▸ **Photo object pointing records**
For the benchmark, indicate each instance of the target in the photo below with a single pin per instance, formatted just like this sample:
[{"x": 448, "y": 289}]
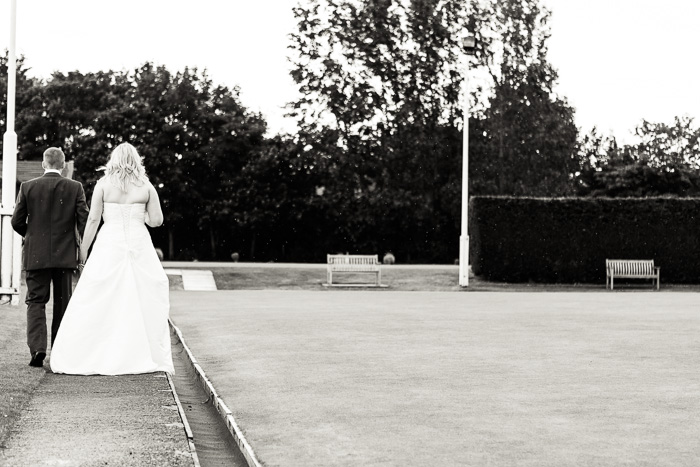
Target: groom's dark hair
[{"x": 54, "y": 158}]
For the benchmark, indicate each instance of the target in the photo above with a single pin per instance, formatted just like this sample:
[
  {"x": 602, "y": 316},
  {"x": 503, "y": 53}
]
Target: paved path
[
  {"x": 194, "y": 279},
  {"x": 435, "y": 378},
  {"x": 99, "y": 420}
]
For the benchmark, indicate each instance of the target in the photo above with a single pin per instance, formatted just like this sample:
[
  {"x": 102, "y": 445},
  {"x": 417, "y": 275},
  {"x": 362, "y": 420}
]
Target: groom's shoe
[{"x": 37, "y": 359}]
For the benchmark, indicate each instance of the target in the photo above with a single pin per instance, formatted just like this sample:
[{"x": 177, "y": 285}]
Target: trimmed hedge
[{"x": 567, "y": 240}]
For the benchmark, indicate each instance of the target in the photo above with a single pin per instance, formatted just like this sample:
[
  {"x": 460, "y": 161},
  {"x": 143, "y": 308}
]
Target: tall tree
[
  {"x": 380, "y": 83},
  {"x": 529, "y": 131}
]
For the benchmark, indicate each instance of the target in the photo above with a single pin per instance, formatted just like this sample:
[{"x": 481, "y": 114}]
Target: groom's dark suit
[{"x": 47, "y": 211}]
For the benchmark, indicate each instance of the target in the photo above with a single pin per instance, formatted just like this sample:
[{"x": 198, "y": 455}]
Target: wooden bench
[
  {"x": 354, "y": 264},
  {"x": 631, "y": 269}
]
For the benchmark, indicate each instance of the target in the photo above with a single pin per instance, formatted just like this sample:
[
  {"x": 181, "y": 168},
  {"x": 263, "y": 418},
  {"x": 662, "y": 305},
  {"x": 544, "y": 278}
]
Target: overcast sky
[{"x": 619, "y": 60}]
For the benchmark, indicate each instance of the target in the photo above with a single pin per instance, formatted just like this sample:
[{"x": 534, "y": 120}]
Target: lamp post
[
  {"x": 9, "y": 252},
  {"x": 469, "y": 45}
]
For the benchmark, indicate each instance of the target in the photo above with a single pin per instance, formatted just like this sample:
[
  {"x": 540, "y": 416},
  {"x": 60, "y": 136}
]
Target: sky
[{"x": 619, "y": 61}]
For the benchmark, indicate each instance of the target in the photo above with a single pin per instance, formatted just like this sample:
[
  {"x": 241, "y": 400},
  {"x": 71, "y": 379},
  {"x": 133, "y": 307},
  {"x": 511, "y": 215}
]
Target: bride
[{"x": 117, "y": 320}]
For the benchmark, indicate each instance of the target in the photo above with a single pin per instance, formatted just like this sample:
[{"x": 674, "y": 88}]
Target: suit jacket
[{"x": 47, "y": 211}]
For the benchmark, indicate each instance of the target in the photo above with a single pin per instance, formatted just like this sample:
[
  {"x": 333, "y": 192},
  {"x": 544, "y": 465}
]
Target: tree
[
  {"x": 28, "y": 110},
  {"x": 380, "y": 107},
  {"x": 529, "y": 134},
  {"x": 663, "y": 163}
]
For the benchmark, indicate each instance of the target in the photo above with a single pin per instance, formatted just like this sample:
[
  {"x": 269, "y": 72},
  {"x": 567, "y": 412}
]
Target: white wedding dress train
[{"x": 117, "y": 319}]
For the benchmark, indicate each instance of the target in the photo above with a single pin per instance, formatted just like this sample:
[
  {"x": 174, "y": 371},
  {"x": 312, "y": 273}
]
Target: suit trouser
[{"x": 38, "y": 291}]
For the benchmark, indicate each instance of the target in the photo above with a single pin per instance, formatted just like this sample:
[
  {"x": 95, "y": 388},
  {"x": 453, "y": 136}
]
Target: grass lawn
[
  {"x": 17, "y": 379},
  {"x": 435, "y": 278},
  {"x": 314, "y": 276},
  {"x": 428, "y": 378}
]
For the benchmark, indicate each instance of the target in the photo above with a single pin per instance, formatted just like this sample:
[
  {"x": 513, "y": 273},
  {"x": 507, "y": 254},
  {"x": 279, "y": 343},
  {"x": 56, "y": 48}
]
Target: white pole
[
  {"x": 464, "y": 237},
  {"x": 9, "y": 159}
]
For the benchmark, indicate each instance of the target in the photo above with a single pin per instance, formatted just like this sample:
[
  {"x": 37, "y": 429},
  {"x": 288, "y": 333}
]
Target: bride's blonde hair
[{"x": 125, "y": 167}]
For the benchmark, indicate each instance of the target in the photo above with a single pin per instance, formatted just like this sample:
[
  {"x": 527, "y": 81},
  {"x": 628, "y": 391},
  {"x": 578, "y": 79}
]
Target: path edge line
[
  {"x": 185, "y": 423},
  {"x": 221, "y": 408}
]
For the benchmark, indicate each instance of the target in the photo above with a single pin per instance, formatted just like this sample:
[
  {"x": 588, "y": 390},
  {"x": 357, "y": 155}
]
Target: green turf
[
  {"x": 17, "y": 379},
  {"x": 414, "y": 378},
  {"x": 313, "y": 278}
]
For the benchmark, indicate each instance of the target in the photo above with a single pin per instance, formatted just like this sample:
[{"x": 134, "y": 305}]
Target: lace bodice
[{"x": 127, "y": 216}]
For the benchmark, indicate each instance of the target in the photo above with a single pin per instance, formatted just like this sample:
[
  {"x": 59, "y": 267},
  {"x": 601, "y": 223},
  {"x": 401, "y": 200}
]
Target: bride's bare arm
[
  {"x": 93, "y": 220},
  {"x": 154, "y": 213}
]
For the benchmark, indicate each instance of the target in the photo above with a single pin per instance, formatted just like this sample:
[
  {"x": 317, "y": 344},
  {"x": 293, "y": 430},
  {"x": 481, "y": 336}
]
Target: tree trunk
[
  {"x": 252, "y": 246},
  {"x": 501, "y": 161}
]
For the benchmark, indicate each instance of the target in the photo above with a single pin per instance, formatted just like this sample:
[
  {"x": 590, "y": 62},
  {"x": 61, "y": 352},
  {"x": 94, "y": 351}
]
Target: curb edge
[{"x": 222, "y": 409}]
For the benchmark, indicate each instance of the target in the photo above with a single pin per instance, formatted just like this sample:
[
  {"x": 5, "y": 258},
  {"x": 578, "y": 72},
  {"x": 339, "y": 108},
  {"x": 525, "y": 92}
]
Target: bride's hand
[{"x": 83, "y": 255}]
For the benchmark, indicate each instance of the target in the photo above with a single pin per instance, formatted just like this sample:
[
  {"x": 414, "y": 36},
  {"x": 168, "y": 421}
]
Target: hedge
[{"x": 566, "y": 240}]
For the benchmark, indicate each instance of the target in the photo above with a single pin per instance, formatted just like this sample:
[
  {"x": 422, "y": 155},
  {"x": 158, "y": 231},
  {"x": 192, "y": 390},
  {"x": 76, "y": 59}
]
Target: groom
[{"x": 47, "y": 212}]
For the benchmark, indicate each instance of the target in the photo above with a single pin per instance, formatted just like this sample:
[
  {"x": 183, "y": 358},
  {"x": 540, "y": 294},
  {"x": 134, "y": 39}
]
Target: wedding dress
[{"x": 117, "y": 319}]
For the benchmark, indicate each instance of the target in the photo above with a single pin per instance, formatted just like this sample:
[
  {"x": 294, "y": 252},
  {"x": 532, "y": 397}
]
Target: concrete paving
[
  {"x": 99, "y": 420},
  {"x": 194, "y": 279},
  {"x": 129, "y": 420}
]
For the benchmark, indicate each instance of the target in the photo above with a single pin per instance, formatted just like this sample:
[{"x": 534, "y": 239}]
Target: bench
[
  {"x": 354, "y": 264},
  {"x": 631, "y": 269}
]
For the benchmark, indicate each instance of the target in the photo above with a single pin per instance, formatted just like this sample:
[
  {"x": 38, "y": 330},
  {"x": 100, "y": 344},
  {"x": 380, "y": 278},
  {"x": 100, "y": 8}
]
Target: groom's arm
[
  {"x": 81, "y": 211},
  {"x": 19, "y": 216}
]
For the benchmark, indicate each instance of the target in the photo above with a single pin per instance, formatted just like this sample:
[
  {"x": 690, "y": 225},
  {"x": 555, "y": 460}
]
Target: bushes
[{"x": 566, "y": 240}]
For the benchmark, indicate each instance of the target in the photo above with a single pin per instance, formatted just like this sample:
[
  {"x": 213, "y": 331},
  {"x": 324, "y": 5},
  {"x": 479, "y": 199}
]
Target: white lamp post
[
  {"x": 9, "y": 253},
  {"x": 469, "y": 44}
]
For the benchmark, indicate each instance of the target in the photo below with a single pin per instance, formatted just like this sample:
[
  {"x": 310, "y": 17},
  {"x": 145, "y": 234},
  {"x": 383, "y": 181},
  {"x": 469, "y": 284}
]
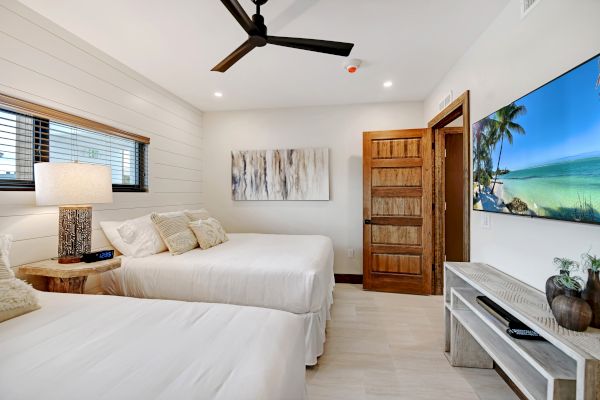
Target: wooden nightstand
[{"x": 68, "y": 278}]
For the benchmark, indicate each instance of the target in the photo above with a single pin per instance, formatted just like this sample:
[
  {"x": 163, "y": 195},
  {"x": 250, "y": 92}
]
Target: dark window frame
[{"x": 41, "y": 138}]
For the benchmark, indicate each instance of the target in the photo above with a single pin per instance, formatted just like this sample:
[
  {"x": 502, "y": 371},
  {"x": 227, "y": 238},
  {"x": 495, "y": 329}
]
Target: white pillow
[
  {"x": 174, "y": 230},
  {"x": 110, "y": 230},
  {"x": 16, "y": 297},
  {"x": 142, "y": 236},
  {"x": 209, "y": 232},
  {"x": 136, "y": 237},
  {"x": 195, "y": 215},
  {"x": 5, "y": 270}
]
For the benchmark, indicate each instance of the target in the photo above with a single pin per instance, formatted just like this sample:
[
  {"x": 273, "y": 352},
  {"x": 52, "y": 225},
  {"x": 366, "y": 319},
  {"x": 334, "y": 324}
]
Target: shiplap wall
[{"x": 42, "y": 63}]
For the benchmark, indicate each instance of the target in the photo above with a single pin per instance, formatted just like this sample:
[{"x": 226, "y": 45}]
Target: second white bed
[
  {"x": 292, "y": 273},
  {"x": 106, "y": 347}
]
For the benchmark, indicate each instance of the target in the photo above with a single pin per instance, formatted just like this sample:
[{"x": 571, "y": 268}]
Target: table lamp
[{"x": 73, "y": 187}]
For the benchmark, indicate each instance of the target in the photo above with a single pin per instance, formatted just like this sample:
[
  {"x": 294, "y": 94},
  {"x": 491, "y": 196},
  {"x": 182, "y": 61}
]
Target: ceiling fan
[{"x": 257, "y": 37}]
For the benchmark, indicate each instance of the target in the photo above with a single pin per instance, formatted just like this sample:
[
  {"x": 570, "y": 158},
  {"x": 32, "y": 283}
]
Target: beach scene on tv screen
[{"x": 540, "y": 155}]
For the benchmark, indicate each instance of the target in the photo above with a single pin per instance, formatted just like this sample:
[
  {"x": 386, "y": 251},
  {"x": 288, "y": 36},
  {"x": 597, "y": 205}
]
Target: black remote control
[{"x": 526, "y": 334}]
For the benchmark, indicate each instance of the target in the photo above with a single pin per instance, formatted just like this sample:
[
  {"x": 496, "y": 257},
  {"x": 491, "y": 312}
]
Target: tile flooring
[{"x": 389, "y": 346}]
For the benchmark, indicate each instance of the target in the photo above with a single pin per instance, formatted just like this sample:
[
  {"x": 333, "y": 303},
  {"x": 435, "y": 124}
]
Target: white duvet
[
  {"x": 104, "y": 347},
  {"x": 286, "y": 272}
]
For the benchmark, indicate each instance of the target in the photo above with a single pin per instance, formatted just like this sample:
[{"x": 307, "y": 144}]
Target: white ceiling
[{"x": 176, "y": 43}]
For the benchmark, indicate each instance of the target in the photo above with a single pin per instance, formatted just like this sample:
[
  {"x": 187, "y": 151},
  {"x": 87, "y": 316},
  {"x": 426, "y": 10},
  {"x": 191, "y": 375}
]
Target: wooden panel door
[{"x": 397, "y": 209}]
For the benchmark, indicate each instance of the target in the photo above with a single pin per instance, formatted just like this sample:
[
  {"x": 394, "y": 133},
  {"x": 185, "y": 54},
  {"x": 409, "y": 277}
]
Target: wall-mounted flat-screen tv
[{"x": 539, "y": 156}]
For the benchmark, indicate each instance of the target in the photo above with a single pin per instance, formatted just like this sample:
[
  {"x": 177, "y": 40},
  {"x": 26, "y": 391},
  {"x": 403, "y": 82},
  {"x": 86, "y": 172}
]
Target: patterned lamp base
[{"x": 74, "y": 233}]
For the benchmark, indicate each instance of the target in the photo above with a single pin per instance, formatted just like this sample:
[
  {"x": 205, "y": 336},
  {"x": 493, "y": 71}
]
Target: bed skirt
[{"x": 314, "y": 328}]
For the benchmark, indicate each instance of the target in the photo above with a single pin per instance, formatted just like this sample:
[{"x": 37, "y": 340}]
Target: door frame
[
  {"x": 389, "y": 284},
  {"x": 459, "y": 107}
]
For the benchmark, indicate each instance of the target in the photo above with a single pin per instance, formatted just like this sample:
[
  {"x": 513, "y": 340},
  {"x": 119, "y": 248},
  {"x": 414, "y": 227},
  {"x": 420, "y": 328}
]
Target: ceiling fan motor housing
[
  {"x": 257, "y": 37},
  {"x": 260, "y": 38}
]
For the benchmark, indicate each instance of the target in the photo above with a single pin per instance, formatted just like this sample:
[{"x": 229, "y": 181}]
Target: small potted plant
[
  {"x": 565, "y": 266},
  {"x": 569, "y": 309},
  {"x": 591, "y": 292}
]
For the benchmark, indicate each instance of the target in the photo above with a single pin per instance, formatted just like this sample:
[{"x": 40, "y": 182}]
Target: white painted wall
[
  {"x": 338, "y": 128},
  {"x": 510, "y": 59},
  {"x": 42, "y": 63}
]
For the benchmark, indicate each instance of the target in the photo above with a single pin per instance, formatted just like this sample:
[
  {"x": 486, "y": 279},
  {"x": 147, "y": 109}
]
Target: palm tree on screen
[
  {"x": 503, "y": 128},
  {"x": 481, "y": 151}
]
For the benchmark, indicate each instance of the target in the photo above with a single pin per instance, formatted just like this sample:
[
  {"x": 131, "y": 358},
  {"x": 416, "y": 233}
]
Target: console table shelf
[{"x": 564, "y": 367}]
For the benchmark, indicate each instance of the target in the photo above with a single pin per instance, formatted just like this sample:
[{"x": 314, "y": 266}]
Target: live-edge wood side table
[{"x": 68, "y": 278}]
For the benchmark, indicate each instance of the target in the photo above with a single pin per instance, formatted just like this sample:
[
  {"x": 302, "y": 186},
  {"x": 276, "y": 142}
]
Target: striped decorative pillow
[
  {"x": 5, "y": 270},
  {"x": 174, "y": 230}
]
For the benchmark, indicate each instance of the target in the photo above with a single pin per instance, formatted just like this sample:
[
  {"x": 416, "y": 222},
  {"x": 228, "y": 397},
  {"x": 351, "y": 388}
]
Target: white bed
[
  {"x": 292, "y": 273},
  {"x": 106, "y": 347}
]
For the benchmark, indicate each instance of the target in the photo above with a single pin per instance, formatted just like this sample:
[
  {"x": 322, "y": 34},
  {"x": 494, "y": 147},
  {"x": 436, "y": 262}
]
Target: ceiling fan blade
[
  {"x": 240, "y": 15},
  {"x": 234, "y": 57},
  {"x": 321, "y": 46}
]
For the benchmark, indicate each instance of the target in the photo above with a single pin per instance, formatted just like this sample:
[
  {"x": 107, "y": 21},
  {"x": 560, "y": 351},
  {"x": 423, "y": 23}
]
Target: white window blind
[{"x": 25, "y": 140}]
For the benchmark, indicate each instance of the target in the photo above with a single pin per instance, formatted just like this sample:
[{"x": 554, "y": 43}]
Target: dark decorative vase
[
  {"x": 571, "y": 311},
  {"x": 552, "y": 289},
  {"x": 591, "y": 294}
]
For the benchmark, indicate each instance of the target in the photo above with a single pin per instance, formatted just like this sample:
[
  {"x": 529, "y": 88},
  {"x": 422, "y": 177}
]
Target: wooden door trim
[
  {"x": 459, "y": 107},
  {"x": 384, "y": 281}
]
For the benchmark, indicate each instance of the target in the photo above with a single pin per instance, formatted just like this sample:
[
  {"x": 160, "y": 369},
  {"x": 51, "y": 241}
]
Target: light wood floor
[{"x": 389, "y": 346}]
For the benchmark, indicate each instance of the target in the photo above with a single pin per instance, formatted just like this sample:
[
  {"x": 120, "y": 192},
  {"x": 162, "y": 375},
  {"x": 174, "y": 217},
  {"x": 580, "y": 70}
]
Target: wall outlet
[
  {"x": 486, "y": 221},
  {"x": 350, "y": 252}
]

▸ **GIVEN EXERCISE**
Report every line of the items above that contains the string "frame", matching case.

▸ **ANSWER TO THIS TASK**
Target: dark window frame
Target: door frame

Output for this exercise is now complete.